■ Text segment

>> begin

The End of The Deck Ad Network
The Last Bastion of Privacy-Conscious Advertising is Dead
Back when the Internet was breaking out and expanding rapidly, with a chorus of new voices stretched across the globe, excitement around how to both monetize blogging and curate wonderful work was at a pitch high. I’m talking about the early-to-mid 2000s, arguably the beginning of solo writing as a serious format, the proliferation of sharing (dare I say “social sharing” before the social network explosion), and the collaboration of minds beyond physical barriers. Very cool projects, voices, and technologies came out of this period, and continue to thrive today. One such solution to monetization of all this activity was a small little advertising network called The Deck, run by Chicago design company Coudal Partners. It operated as an income haven for smart, tech-angled writers and curators, and continued operating until just this past week, when founder Jim Coudal pulled the plug. What kind of impact might this small, hardly known network have on the rest of the advertising and privacy-conscious world?

>> end

■ Supplied information
>> begin

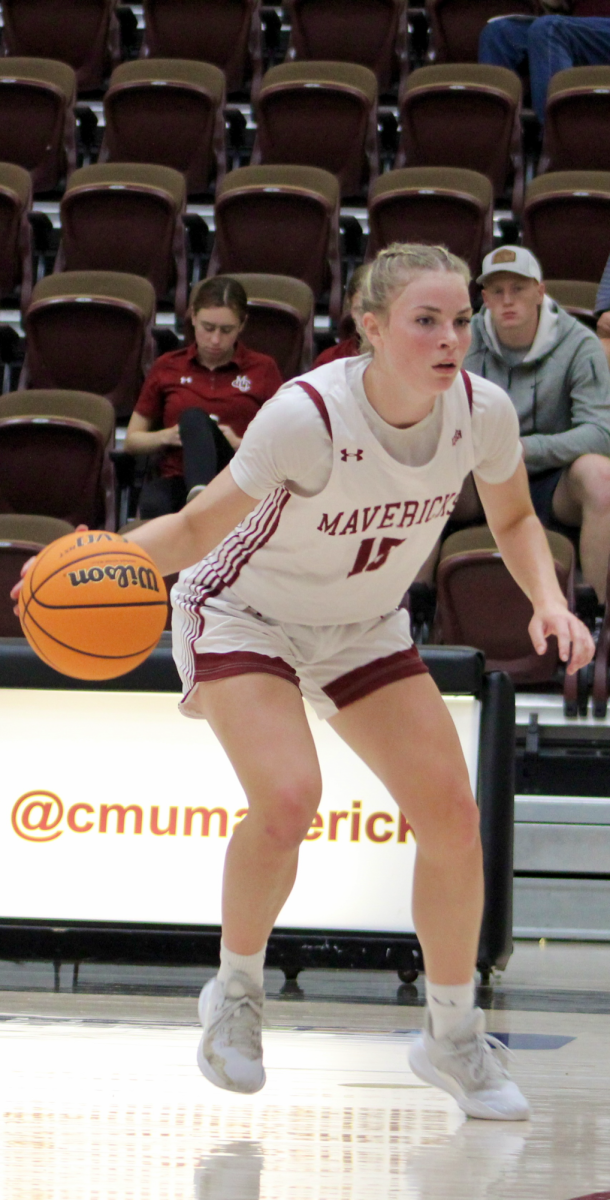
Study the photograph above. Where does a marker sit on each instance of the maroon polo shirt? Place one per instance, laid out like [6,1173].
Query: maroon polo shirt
[233,393]
[345,349]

>> end

■ What is required
Return the complete passage on the end of The Deck ad network word for word.

■ Full answer
The End of The Deck Ad Network
The Last Bastion of Privacy-Conscious Advertising is Dead
Back when the Internet was breaking out and expanding rapidly, with a chorus of new voices stretched across the globe, excitement around how to both monetize blogging and curate wonderful work was at a pitch high. I’m talking about the early-to-mid 2000s, arguably the beginning of solo writing as a serious format, the proliferation of sharing (dare I say “social sharing” before the social network explosion), and the collaboration of minds beyond physical barriers. Very cool projects, voices, and technologies came out of this period, and continue to thrive today. One such solution to monetization of all this activity was a small little advertising network called The Deck, run by Chicago design company Coudal Partners. It operated as an income haven for smart, tech-angled writers and curators, and continued operating until just this past week, when founder Jim Coudal pulled the plug. What kind of impact might this small, hardly known network have on the rest of the advertising and privacy-conscious world?